DIRECTIONS FOR THIS TASK —
Using the passage on the allied advance into the valley, answer each question below.
1. What role did Baron von Müffling hold?
2. According to Leeke, which two smells mingled to produce the peculiar smell?
3. To which unit did Sergeant Robertson belong?

PASSAGE TO READ —
──────

So the whole allied line advanced into the valley, except it was no longer a line because the casualties had been too great. Baron von Müffling, the Prussian liaison officer, recalled:
When the line of infantry moved forward, small masses of only some hundred men, at great intervals, were seen everywhere advancing. The position in which the infantry had fought was marked, as far as the eye could see, by a red line caused by the red uniforms of the numerous killed and wounded who lay there.
A red line of dead, dying and suffering men. It is a terrible image. And in front of them, in the valley, were more casualties, and thousands of wounded and dying horses. Leeke said some horses were:
lying, some standing, but some of both were eating the trodden down wheat or rye, notwithstanding that their legs were shot off … there was a peculiar smell at this time, arising from a mingling of the smell of the wheat trodden flat down with the smell of gunpowder.
And it was over that trodden-down wheat and rye, and past the dying horses, and through the litter of battle that the allied infantry advanced. ‘I have seen nothing like that moment,’ Sir Augustus Frazer, commander of the Royal Horse Artillery, remembered, ‘the sky literally darkened with smoke, the sun just going down.’ And in that lurid, unearthly light the allied army advanced into the valley. ‘No language can express how the British army felt at this time,’ Sergeant Robertson of the 92nd Highlanders remembered:
their joy was truly ecstatic … We did not take time to load, nothing was used now but the bayonet … all was now destruction and confusion. The French at length ran off throwing away knapsacks, firelocks, and everything that was cumbersome, or that could impede their flight.

──────

COLLECTED MATERIAL —

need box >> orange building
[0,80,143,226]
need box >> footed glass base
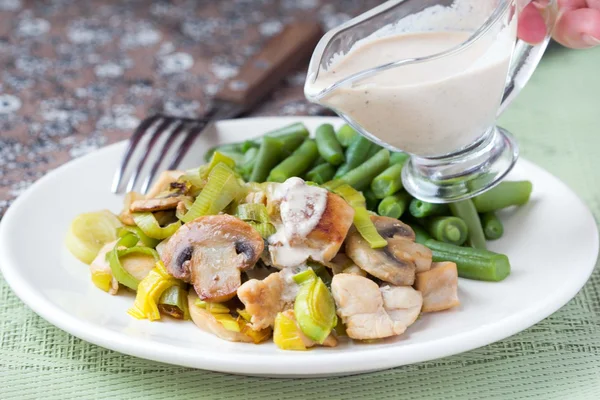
[402,127,519,203]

──────

SOLUTION FOR THIS EXERCISE —
1. He was the Prussian liaison officer.
2. The smell of the wheat trodden flat down and the smell of gunpowder.
3. The 92nd Highlanders.